Exercise brief.
Once the pictures are set aside, transcribe the remaining data exactly.

Lines of data

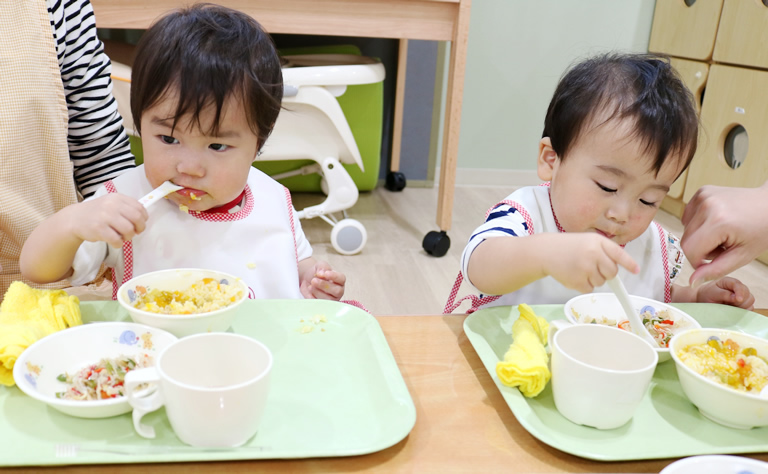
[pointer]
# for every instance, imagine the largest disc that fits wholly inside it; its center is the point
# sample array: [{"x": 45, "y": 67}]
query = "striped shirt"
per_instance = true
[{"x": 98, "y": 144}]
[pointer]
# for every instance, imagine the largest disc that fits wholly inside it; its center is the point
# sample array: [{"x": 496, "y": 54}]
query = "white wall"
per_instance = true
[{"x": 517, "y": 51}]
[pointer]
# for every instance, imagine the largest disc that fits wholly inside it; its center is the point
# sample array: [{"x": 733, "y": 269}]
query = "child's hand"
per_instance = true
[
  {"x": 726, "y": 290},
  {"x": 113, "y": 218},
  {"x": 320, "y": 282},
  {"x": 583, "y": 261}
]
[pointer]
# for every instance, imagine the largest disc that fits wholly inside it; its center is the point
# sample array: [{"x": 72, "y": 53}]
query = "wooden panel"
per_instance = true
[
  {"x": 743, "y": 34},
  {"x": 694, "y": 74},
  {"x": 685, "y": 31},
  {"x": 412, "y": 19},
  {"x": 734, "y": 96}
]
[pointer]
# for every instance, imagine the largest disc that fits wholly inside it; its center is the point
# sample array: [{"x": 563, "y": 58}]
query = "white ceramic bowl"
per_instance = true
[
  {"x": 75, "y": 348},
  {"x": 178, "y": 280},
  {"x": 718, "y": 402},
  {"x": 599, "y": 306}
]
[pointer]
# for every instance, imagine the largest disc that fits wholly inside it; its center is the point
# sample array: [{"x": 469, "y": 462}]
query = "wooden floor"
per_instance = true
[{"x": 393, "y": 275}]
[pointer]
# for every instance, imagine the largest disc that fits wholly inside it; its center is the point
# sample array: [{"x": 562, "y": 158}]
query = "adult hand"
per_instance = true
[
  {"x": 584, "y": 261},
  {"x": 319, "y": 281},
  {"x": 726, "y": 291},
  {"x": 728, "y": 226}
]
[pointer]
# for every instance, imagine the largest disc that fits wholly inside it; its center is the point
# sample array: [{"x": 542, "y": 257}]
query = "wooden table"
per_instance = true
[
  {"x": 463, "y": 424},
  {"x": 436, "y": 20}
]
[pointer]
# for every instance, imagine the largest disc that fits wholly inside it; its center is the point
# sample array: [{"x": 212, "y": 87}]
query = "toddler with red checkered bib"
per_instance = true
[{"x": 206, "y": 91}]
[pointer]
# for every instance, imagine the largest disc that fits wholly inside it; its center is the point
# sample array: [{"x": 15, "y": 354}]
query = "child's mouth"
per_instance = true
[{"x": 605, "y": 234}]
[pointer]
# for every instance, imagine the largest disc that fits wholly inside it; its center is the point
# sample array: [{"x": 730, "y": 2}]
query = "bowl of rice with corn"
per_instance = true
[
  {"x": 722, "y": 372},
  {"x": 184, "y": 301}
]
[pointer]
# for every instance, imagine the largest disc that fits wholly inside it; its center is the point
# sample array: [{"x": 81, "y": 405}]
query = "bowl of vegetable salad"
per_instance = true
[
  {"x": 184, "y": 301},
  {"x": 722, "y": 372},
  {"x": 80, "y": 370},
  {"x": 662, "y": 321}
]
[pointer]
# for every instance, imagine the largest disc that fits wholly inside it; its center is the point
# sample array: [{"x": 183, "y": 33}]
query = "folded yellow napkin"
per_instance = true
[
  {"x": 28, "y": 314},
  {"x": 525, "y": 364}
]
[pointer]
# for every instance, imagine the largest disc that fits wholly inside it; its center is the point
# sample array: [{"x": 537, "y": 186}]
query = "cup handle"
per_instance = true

The result.
[pointer]
# for every instance, imagine the largest disc that fits wholly inside it; its center is the point
# sample array: [{"x": 45, "y": 67}]
query = "striped shirt"
per_instance = true
[{"x": 98, "y": 144}]
[pointer]
# for every instance, imagine the largest disc that fits wholly inside it; its center is the point
# sample array: [{"x": 496, "y": 54}]
query = "white wall"
per_instance = true
[{"x": 517, "y": 51}]
[pointer]
# for every instance, imagine the largest disc that fits wholly inside it; its center is the point
# sample array: [{"x": 733, "y": 269}]
query = "child's hand"
per_instance = true
[
  {"x": 726, "y": 290},
  {"x": 113, "y": 218},
  {"x": 320, "y": 282},
  {"x": 583, "y": 261}
]
[pointer]
# for every instance, imagine the largest disc that fits wholly inside it; its center is the point
# sample array: [{"x": 72, "y": 53}]
query = "wooden panel"
per_instance = true
[
  {"x": 743, "y": 34},
  {"x": 694, "y": 74},
  {"x": 685, "y": 31},
  {"x": 412, "y": 19},
  {"x": 734, "y": 96}
]
[pointer]
# for every instance, imagine the largest disc that fits wholly inside it; its center is the point
# sample array: [{"x": 563, "y": 58}]
query = "white ceramic bowl"
per_instance = true
[
  {"x": 75, "y": 348},
  {"x": 178, "y": 280},
  {"x": 718, "y": 402},
  {"x": 599, "y": 306}
]
[pointer]
# for every instance, imagine the largest disc that fits wholly inside it; its center is the point
# sample array: [{"x": 469, "y": 462}]
query = "wooden floor"
per_instance = true
[{"x": 393, "y": 275}]
[pointer]
# for every instance, imagine the largest disc that fits wholly inside it; its center is the point
# sample array: [{"x": 562, "y": 158}]
query = "adult hand"
per_instance = true
[
  {"x": 584, "y": 261},
  {"x": 319, "y": 281},
  {"x": 726, "y": 291},
  {"x": 728, "y": 226}
]
[pointer]
# for every instance, imagine the largest disc that fits wholly inside it; its center is the point
# sample array: [{"x": 542, "y": 257}]
query = "wooden table"
per_instance = true
[
  {"x": 463, "y": 424},
  {"x": 436, "y": 20}
]
[pointer]
# for every instance, imagine the largest disc that fits wholly inside it; its center is the point
# sample array: [{"x": 212, "y": 87}]
query = "toddler with red checkered bib"
per_instance = true
[{"x": 206, "y": 91}]
[pointer]
# for every instance, imagine the largest disc that fits wholly inside it; its center is the point
# sample array: [{"x": 15, "y": 354}]
query = "child's mouth"
per_instance = true
[{"x": 605, "y": 234}]
[pointer]
# for every instance, imagine the largest disc that fits wholly inside it; its center is the point
# sample array: [{"x": 730, "y": 2}]
query = "bowl of rice with corn"
per_instance = true
[
  {"x": 722, "y": 372},
  {"x": 184, "y": 301}
]
[pointer]
# for every instance, imagine the largest disc that fits wholly inside it; its center is the point
# sample array: [{"x": 81, "y": 405}]
query = "bowl of vegetable salad"
per_instance = true
[
  {"x": 184, "y": 301},
  {"x": 722, "y": 372},
  {"x": 80, "y": 370},
  {"x": 662, "y": 321}
]
[pointer]
# for every instance, imagine the largest disc that fits wholly inside it; its center is the point
# sample array: [{"x": 183, "y": 33}]
query = "folded yellow napkin"
per_instance = true
[
  {"x": 28, "y": 314},
  {"x": 525, "y": 364}
]
[pointer]
# for every instance, imagine the largest disc that fits wholly inside it; its center is the point
# sample array: [{"x": 537, "y": 186}]
query = "cup handle"
per_instance = true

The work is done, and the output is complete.